** begin RECORDS SHOWN **

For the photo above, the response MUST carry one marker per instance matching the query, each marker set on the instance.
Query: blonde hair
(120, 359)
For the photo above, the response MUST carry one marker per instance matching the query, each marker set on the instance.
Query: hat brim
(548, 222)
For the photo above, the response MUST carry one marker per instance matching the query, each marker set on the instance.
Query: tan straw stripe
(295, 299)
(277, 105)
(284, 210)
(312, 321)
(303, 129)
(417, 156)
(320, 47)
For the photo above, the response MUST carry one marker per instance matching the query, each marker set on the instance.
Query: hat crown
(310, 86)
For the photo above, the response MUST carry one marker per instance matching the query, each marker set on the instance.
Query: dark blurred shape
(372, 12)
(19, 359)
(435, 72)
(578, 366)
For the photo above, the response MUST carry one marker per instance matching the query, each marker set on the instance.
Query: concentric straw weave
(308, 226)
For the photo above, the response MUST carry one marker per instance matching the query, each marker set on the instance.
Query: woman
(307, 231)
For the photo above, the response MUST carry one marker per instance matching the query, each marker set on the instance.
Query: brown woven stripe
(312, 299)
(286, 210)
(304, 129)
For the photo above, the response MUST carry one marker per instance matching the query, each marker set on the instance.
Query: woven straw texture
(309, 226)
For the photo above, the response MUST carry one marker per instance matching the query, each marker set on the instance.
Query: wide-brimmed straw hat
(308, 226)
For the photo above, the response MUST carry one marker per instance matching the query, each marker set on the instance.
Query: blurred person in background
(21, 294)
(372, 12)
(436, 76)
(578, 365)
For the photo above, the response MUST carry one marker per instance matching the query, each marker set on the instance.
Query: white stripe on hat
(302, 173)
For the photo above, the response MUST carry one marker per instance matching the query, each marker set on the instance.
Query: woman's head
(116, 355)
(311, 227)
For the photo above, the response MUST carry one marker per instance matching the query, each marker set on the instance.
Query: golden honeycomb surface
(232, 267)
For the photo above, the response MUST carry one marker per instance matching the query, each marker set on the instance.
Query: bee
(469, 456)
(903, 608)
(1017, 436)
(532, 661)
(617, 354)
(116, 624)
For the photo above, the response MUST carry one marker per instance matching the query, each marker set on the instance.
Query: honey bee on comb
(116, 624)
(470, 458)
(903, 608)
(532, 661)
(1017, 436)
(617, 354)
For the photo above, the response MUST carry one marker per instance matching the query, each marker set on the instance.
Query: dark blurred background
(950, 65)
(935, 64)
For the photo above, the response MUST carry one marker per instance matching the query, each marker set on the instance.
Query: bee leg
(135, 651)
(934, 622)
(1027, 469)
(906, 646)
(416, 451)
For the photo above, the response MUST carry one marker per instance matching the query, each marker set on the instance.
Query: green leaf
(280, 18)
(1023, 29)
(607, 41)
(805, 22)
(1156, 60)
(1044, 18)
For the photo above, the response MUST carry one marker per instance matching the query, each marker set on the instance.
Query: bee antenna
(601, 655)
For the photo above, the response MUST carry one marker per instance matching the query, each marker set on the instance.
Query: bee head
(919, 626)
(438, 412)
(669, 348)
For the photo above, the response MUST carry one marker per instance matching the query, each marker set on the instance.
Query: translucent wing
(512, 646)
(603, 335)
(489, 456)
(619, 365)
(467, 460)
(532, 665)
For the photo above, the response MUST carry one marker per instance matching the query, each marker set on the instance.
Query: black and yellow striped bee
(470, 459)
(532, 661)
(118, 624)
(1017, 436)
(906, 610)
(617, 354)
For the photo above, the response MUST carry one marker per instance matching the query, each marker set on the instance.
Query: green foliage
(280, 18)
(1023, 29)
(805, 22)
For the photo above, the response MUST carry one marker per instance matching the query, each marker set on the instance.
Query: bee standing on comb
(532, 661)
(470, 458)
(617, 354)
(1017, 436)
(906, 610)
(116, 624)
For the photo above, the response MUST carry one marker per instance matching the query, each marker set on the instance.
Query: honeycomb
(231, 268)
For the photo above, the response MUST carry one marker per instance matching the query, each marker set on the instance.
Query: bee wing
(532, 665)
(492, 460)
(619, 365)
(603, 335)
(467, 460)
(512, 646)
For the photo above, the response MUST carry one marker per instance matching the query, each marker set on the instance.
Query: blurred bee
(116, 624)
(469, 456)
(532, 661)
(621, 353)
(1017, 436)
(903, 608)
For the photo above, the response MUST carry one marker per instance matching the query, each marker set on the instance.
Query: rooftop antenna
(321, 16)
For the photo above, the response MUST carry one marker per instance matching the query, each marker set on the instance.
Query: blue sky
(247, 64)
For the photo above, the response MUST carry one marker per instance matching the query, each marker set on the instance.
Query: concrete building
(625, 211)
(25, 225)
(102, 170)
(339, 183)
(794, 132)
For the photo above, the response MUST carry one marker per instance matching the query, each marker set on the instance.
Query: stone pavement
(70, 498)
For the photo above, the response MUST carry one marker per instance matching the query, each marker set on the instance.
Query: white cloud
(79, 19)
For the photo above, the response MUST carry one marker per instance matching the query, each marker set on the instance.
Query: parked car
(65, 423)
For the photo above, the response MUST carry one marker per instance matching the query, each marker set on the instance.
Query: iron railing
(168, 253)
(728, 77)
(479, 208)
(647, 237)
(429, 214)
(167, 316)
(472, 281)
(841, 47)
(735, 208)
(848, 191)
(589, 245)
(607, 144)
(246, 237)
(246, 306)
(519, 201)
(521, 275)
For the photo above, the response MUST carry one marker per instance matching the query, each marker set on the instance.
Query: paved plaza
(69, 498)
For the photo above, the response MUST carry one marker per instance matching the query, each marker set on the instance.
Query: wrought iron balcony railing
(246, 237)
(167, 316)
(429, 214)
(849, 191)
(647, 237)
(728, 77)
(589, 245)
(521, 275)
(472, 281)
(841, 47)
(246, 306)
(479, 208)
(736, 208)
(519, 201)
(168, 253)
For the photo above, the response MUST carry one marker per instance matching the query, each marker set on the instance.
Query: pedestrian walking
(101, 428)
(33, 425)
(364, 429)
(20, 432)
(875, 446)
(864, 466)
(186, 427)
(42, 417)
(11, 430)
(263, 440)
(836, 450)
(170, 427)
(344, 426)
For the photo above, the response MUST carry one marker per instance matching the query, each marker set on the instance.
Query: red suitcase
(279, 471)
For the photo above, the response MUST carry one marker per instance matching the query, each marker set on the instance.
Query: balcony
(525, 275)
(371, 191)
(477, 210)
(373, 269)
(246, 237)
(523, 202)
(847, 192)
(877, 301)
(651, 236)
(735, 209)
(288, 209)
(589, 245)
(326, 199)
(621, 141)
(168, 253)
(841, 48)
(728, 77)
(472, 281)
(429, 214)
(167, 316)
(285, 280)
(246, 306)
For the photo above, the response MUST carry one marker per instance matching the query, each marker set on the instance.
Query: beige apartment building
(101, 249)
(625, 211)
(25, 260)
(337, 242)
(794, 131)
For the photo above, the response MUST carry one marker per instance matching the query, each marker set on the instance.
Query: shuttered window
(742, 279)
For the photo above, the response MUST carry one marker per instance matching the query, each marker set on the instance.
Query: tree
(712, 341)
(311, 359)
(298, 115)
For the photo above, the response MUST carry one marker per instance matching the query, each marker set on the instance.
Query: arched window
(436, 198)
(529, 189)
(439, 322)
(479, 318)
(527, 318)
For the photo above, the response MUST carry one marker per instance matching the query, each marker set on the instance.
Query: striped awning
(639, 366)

** end RECORDS SHOWN **

[THE REQUEST]
Output the records exactly, including every line.

[WRITTEN ANSWER]
For the photo above, the response MUST carry one marker per instance matching the query, each marker set on the instance.
Query: blonde hair
(120, 359)
For the photo above, the response MUST carry one marker per instance matching the query, each marker set on the instance.
Query: hat brim
(548, 222)
For the photo above, the response MUST carry one marker per instance matching the query, each marker set on the instance.
Query: tan straw stripe
(295, 299)
(277, 105)
(284, 210)
(312, 321)
(303, 129)
(417, 156)
(320, 47)
For the photo above, the response MUST carry one marker per instance matching the query, each marker set on the instance.
Query: hat crown
(310, 86)
For the photo above, the response MUST carry one marker per instance matching the query, each marker set on the instance.
Query: dark blurred shape
(372, 12)
(19, 359)
(435, 72)
(578, 366)
For the photo above, the response MUST carry one marker per instance matching the query, each marker set on the instance.
Query: concentric straw weave
(308, 226)
For the photo above, the response MUST carry one marker per instance matching the query, each marker set on the instance.
Query: woman
(307, 231)
For the photo above, the response MUST carry one marker per instance matching the query, each marker set on the instance.
Query: brown woven stripe
(312, 299)
(286, 210)
(304, 129)
For the photo above, the response MUST carry one marker per instance matching the query, each marker set on the instance.
Query: woven straw texture
(309, 226)
For the photo above, the response MUST carry one marker per instance matching the query, each marker set on the instance.
Query: wide-brimmed straw hat
(308, 226)
For the photo above, the response MUST carry one marker per instance matching the query, each marker set on the instance.
Query: blurred person in background
(21, 294)
(372, 12)
(436, 76)
(578, 365)
For the photo above, the response MUST carry one marker per instance matching the query, each marker set on the instance.
Query: white stripe on hat
(302, 173)
For the photo above, the response MUST carry one marker per instance matching the query, each marker set on the instance.
Query: woman's head
(116, 355)
(311, 227)
For the photo above, the response MUST carry one marker per instance matching the query, each marker set on the instance.
Query: golden honeycomb surface
(232, 267)
For the photo above, the response MUST carry one marker per instance matching the query, each marker set on the instance.
Query: bee
(469, 456)
(903, 608)
(1017, 436)
(532, 661)
(617, 354)
(116, 624)
For the photo above, the response MUST carry one marker per instance matching the query, each marker set on the instance.
Query: honey bee on comb
(116, 624)
(470, 458)
(903, 608)
(532, 661)
(1017, 436)
(617, 354)
For the photo above, the response MUST carry one marker per instance matching the query, each marker set on the instance.
Query: dark blurred background
(950, 65)
(935, 64)
For the photo above, the response MUST carry one marker per instance matching the query, each marker set on the instance.
Query: bee leg
(135, 651)
(934, 622)
(1027, 469)
(906, 646)
(416, 451)
For the photo above, the response MUST carry one marker per instance matching the query, each marker set on the instance.
Query: green leaf
(280, 18)
(1023, 29)
(607, 41)
(805, 22)
(1156, 60)
(1044, 18)
For the photo above, the response MUST carry one marker per instance matching the query, each marker set on the instance.
Query: bee antenna
(601, 655)
For the photo above, the response MUST carry one marker per instance matching the query, each marker set on the instance.
Query: bee head
(919, 626)
(438, 412)
(669, 348)
For the photo above, the response MUST carry one marker per instance matching the query, each marker set on the instance.
Query: translucent wing
(512, 646)
(603, 335)
(489, 456)
(619, 365)
(467, 460)
(532, 665)
For the photo above, the response MUST carry one marker per instance matching the query, each marker set on the instance.
Query: black and yellow striped bee
(470, 459)
(532, 661)
(118, 624)
(1017, 436)
(906, 610)
(617, 354)
For the photo above, the response MUST carry one marker per instance matching the query, each marker set on the instance.
Query: green foliage
(280, 18)
(1023, 29)
(805, 22)
For the photo above, the response MUST carry one marker per instance matching the query, each marker set on the instance.
Query: bee standing on comb
(532, 661)
(470, 458)
(617, 354)
(1017, 436)
(906, 610)
(116, 624)
For the photo above, the response MUST carry one marker per instance matching the query, each marker set on the instance.
Query: honeycomb
(231, 268)
For the photo above, the response MUST carry one marker per instance matching the query, each marker set on the instance.
Query: bee wing
(532, 665)
(492, 460)
(619, 365)
(603, 335)
(467, 460)
(512, 646)
For the photo above, the response MUST carry one marker per instance matching the query, each marker set on the instance.
Query: blurred bee
(116, 624)
(469, 456)
(532, 661)
(621, 353)
(1017, 436)
(903, 608)
For the photo above, the response MUST carry one marker per instance matching the query, each marker set on the instance.
Query: rooftop antenna
(321, 16)
For the photo above, the response MUST carry one marker per instance matching the query, each marker set on the instance.
Query: blue sky
(247, 64)
For the photo above, the response MUST carry one marker per instance matching the query, each marker set on the instance.
Query: concrete building
(625, 211)
(25, 225)
(102, 170)
(339, 183)
(794, 132)
For the photo above, the response MUST carry one marker per instance matching the query, each marker set on the instance.
Query: stone pavement
(70, 498)
For the photo above, the response MUST carry one marker per instance matching the query, each marker set on the instance.
Query: white cloud
(79, 19)
For the photo above, the response MUST carry one marker per instance matching the query, each marker set on the instance.
Query: parked car
(65, 423)
For the photo above, the response MUST carry one marker per instance matching the query, each marker set on the instance.
Query: iron railing
(168, 253)
(728, 77)
(479, 208)
(647, 237)
(429, 214)
(167, 316)
(472, 281)
(841, 47)
(735, 208)
(848, 191)
(589, 245)
(607, 144)
(246, 237)
(246, 306)
(519, 201)
(521, 275)
For the photo above, the response MUST carry one marker per instance matching the query, each marker set on the instance.
Query: paved plaza
(69, 498)
For the photo above, the response MUST carry one marker per instance matching the query, each marker set on the instance.
Query: wrought iron balcony railing
(246, 237)
(167, 316)
(429, 214)
(849, 191)
(647, 237)
(728, 77)
(589, 245)
(521, 275)
(472, 281)
(841, 47)
(246, 306)
(479, 208)
(736, 208)
(519, 201)
(168, 253)
For the photo above, the response MUST carry one marker per instance matching the query, each marker set on the instance.
Query: pedestrian walking
(101, 428)
(33, 425)
(364, 429)
(20, 432)
(875, 446)
(864, 466)
(186, 427)
(42, 417)
(11, 430)
(263, 440)
(836, 450)
(170, 427)
(344, 426)
For the photo above, the response MUST carry one marker per instance matching the query, each marker set on the instance.
Query: red suitcase
(279, 471)
For the photo above, the response MUST carry one marker per instance matching the query, each marker set on the instance.
Query: balcony
(525, 275)
(371, 191)
(477, 210)
(373, 269)
(246, 237)
(523, 202)
(847, 192)
(877, 301)
(651, 236)
(735, 209)
(288, 209)
(589, 245)
(326, 199)
(621, 141)
(168, 253)
(841, 48)
(728, 77)
(472, 281)
(429, 214)
(167, 316)
(285, 280)
(246, 306)
For the photo above, the response MUST carry one marker per instance matching the query, each marker set on the instance.
Query: beige apartment building
(101, 249)
(625, 211)
(25, 260)
(337, 242)
(794, 131)
For the photo above, the response MUST carry one marker per instance matching the query, each marker set on the instance.
Query: shuttered window
(742, 279)
For the photo above, the response MUST carry one marker per instance matching the query, each marker set on the instance.
Query: tree
(712, 341)
(311, 359)
(298, 115)
For the photo above, the response MUST carry one marker per instance matching the query, each marker set on the instance.
Query: arched window
(436, 198)
(529, 189)
(439, 322)
(479, 318)
(527, 318)
For the photo above, the response MUST carry one marker per instance matching the query, each marker set on the instance.
Query: striped awning
(639, 366)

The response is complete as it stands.